>> START

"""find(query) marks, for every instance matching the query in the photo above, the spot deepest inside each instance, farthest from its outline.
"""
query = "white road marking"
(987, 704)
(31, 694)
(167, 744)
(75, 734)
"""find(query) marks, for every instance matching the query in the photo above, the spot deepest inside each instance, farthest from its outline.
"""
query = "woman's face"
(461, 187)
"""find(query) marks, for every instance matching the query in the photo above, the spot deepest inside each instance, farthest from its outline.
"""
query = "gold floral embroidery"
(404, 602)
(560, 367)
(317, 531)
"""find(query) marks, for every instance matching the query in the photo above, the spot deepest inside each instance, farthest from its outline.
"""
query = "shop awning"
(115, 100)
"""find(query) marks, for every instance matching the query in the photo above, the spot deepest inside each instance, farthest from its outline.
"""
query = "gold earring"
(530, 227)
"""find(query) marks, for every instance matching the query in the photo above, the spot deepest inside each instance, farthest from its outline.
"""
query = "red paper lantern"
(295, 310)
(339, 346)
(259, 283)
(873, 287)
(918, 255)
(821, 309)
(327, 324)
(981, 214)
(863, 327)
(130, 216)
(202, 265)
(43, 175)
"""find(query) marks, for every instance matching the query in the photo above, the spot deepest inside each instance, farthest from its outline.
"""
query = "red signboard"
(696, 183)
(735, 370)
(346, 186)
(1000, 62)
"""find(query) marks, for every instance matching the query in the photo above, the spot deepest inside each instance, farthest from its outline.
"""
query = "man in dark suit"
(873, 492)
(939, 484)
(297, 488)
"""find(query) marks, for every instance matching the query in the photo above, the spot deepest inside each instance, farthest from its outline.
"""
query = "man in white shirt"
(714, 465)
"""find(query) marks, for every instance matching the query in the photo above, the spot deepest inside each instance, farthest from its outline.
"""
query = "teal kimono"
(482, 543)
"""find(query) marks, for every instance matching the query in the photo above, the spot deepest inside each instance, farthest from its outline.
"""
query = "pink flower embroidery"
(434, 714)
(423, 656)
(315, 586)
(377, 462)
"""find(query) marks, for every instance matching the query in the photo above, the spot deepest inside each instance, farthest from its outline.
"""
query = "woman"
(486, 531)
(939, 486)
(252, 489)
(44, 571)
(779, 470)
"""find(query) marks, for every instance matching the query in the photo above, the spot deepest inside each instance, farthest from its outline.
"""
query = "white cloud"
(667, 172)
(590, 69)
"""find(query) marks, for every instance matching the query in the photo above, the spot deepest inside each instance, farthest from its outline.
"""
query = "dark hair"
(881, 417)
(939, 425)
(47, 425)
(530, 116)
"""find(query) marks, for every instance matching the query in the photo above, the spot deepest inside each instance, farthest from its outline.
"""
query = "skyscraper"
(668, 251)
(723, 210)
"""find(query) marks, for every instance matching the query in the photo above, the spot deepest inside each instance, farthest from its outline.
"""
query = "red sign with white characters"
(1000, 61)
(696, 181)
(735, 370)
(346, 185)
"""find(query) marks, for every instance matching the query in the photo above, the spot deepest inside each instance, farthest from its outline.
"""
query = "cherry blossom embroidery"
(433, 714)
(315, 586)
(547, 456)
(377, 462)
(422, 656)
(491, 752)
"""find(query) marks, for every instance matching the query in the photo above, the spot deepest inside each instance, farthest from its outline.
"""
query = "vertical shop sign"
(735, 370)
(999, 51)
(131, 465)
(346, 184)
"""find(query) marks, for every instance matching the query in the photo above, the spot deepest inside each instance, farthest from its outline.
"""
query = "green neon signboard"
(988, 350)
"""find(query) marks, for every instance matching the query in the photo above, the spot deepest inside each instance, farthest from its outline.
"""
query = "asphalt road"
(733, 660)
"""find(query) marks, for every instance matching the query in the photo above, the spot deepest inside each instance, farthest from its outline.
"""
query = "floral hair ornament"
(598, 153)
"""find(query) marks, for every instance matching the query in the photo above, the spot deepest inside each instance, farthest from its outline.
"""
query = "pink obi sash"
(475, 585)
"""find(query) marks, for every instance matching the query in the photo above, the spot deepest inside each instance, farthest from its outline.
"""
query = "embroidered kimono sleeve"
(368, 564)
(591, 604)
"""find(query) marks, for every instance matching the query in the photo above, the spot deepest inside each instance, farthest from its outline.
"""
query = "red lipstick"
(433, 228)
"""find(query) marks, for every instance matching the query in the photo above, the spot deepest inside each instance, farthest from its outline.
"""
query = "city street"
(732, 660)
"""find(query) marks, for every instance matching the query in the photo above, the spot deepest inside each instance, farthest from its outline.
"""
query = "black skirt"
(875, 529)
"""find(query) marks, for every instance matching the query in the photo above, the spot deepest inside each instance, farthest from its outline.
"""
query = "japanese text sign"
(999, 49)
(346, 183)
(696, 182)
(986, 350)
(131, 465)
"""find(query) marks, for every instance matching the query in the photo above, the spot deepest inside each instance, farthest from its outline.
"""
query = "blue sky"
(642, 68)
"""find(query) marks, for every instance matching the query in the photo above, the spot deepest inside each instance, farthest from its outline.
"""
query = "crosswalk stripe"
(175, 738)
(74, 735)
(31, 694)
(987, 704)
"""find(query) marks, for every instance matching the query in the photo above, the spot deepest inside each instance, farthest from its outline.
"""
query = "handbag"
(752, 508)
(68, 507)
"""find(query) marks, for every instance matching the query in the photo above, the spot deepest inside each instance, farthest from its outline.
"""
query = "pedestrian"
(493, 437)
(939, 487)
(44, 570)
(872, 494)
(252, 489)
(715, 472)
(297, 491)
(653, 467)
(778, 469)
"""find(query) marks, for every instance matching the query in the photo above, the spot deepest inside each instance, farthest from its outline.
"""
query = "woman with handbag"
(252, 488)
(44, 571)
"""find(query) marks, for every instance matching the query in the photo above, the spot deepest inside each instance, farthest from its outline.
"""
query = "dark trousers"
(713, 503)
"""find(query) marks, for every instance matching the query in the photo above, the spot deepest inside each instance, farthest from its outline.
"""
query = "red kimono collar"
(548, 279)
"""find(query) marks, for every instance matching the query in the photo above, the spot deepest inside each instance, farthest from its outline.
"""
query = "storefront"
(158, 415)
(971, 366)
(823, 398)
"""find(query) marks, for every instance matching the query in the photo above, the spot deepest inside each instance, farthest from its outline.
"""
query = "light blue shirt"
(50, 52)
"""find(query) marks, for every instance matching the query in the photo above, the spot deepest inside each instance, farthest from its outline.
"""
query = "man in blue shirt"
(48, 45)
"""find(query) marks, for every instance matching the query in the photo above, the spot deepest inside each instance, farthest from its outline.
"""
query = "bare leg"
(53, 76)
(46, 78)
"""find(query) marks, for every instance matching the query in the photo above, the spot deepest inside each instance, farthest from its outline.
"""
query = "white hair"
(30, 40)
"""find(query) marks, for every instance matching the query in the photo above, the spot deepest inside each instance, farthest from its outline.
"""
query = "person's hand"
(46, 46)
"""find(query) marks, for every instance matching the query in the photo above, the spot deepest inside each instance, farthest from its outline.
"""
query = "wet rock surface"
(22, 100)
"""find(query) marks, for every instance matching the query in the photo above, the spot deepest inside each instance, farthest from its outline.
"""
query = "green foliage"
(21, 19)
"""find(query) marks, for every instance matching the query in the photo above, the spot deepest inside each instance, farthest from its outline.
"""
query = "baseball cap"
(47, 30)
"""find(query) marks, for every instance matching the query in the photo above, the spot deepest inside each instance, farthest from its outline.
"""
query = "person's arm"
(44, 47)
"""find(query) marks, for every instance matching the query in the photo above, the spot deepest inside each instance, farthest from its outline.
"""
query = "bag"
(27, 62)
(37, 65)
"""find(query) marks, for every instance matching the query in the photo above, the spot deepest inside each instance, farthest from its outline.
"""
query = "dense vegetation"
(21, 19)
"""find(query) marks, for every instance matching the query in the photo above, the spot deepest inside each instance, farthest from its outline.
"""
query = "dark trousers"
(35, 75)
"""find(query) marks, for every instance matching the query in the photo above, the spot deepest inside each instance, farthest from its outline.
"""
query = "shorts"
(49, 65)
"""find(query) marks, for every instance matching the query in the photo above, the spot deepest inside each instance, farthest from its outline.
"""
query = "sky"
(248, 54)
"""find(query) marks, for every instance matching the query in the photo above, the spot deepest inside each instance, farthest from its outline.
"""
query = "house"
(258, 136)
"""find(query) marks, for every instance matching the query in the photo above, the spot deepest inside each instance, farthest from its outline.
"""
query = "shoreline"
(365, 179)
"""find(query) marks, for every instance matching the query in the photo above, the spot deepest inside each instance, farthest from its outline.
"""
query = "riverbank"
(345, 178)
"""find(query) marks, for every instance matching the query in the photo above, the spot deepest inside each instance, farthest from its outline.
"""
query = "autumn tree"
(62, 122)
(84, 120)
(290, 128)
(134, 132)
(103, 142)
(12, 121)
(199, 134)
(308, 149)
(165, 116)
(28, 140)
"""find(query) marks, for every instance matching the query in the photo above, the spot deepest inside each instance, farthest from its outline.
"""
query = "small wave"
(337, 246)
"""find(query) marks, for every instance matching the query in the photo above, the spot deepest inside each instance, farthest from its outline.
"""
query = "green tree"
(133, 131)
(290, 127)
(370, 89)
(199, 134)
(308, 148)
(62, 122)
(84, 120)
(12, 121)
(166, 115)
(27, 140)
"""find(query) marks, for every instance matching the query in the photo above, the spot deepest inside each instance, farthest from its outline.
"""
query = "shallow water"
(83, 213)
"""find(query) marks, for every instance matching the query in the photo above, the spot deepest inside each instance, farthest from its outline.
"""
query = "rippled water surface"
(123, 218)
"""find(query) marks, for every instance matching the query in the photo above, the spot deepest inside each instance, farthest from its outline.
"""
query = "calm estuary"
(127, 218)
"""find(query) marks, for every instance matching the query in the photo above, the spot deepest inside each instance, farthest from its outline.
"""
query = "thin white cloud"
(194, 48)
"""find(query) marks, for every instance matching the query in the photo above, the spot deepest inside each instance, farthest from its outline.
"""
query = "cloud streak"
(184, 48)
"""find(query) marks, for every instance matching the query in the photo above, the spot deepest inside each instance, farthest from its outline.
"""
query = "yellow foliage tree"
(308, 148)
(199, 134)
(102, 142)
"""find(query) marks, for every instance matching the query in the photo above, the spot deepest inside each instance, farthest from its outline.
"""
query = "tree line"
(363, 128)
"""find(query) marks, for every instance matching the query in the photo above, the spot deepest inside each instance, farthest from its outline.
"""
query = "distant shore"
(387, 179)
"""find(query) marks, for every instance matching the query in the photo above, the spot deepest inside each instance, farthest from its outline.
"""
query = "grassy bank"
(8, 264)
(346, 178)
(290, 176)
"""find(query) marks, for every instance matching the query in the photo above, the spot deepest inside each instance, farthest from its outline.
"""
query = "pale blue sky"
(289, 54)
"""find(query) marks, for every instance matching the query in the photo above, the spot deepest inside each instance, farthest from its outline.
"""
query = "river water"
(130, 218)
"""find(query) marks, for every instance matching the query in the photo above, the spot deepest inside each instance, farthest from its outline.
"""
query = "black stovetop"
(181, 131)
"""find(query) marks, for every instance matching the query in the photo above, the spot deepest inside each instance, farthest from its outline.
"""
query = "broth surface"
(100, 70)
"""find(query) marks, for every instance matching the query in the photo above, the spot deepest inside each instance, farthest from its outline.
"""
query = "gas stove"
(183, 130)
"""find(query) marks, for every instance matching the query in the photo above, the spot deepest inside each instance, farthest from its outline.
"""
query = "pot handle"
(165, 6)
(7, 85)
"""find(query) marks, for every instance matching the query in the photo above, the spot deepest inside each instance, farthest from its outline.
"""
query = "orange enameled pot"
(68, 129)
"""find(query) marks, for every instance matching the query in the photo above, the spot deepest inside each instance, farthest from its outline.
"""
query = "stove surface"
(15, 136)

>> END

### [Exercise prompt]
Please list each line of the material above that contains the word "black".

### [Expected answer]
query = "black skirt"
query = "black stovetop"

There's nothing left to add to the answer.